--- Start of Extracted text ---
I haven't read much of Marder's comics work. Beanworld may have been one of those titles that every English-language alternative funnybook column/recommendations box on planet Earth mentioned at least once, but I don't think I ever saw a copy in person while perusing the not-very-adventurous racks of my local store and/or mall kiosk back in the day. It didn't help that the collected editions I'd later encounter never quite reached the end of the original run. But now Dark Horse is planning to reprint the whole thing in two omnibus hardcovers (vol. 1 is due in February), with the added whet-your-appetite bonus of a new online short and this very pamphlet.

Ah, but sign of the times - the next big Beanworld work, Remember Here When You Are There!, will be a bookshelf-ready original. I wonder how curious perusers will respond?



My own first impression of this comic, an old-timey pamphlet thing, is that Marder's work looks frankly modern, and not because it's suddenly in color; the artist's simple, iconographic character art, prone to repeated motions against limited environments, suggests a custom clip art webcomic (I get the feeling some digital cut 'n paste might actually be employed), while his fascination with a detailed fantasy creature environment suggests Mat Brinkman's Teratoid Heights as converted into a dialogue-heavy mainline newspaper strip, albeit an improbably large one.

That isn't to say Beanworld is fated to discover mass appeal in 2009, but that its particulars and idiosyncrasies -- mostly unchanged from 14 years' absence, by my glancing online study -- have aged pretty well, perhaps simply for being so especially particular and idiosyncratic. I sure can't think of any other comics present for the b&w boom that might seem as comfortable displayed on MySpace.

Granted, online resources have also suggested that the true power of Beanworld comes through accumulation, with bits and pieces of the comic's ecosystem becoming better defined with each subsequent issue, so maybe new readers like me are bound to miss something. This specific chapter certainly does spend a lot of space running through crucial activities of Marder's territory, which I suspect will prove familiar (and more resonant) to Beanworld diehards; I personally found certain aspects to be far more interesting than the whole, although I get the impression that the Beanworld 'whole' -- the "Big·Big·Picture" (yes, there's a formal term) -- probably isn't as important to the artist as his studies of stylized behavior.

The Beanworld, you see, is a small island sitting in a shallow lake, under which are four layers of Realities - the stuff of which things are made, lines and hoops and stars and wedges. Beans live on the island, playing and dancing by Gran'Ma'Pa, which is a sort of tree deity that provides them with the means to obtain nourishing Chow from the Hoi-Polloi, floating head-and-arm thingies that live in a sub-world beyond the Four Realities. There's a bunch of generic Beans in the population, but also a brainy Bean (Professor Garbanzo), an artistic Bean (Beanish), lil' baby beans (Cuties) and an authoritarian type (Mr. Spook) who leads Bean "sol'jers" down to acquire the Chow, which everyone enjoys by dumping it into the Chowdown Pool and literally soaking it up. So goes life in the Beanworld.
--- End of Extracted text ---
--- Start of Extracted entries ---
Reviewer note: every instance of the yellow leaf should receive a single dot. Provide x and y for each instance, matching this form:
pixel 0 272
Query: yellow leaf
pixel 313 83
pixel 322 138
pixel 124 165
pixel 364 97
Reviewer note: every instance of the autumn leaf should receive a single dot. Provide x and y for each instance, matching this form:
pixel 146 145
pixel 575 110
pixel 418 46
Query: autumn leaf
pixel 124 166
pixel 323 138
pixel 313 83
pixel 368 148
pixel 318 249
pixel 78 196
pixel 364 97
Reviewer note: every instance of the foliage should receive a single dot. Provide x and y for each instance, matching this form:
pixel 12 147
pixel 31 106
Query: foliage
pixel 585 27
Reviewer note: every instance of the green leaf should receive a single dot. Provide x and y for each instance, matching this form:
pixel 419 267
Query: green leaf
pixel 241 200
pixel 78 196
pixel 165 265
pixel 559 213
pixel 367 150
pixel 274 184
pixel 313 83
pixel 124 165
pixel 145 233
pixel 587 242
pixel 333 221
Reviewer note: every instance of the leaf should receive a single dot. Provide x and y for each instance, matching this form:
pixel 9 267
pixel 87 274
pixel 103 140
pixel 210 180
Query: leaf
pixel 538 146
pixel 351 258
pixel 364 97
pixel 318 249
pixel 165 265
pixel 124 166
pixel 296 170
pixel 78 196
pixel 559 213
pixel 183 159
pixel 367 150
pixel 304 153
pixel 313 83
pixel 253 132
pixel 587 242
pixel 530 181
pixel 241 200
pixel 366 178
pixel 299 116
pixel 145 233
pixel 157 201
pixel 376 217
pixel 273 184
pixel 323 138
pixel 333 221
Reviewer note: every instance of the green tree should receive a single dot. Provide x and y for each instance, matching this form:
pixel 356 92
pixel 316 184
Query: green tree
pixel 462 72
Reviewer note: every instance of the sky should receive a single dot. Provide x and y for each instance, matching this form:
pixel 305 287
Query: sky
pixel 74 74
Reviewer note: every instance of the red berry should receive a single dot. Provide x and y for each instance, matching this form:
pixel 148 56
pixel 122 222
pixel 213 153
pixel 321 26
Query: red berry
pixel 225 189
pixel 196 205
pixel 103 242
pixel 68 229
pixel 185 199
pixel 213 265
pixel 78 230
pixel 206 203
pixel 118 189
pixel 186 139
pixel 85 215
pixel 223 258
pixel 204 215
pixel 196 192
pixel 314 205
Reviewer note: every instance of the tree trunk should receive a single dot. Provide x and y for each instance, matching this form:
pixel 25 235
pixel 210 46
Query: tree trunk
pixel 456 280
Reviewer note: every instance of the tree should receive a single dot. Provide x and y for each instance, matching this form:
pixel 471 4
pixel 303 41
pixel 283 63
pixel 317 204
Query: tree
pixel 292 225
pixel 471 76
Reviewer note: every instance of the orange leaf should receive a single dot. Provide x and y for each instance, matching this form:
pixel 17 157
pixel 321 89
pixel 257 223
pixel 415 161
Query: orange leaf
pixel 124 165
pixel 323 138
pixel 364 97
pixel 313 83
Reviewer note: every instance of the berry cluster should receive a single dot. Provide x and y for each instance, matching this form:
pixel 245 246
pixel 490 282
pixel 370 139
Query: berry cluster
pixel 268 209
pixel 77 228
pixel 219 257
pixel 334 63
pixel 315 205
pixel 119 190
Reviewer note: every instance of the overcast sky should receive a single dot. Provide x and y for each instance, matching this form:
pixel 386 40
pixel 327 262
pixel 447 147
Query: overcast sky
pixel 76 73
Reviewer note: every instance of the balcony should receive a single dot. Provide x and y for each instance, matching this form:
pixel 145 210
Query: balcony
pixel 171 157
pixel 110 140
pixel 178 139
--- End of Extracted entries ---
Given task A
According to the Beanworld review, what four things make up the Realities under the island?
Given task B
Resume the Beanworld review, picking up right after its final sentence.
The lines under Stored items are separate material, apart from the Beanworld review.

Task answer A
Lines, hoops, stars and wedges.

Task answer B
Marder's visual style is very amenable to getting all of this across cleanly - many of his characters are variations on simple core attributes (not unlike the stuff of the Realities), allowing them to be better cast as elements of a working ecosystem, while his landscapes provide scarce enough detail that every last object or item is charged with some assumption of purpose. This simplicity of elements occasionally results in something visually striking, like when nightime drops the whole book into black & white in lieu of anything getting dimmer beyond the empty sky.

But it's not an approach that's big on flair, or even very adept at conveying movement, which is an odd problem for a comic this focused on observation of activities to have - moving objects are often trailed by dotted lines, and the air around character forms becomes thick with frantic arcs and juts as proof of velocity, which gives Marder's visual study an almost academic cadance, like he's simultaneously trying to draw and mathematically formulate in cartoon shorthand a glob of stuff being thrown or someone lifting their arms.



Marder seems to compensate for his visual stiffness with exclamatory, sing-songey dialogue that sometimes boils into accounts of how folks stumbledunkled into a somethingness they can't quite riff into twined idealios - and you bet your ass the Cuties speak wike widdle kids! Combine that with the tweeness latent to some of Marder's environmental concepts (a sandy beach at one end of the island is actually named The Proverbial Sandy Beach), and you've got one comic book script that fully embraces the hazards of unabashed whimsy, in the face of symbol-like art and a sociological bent to boot.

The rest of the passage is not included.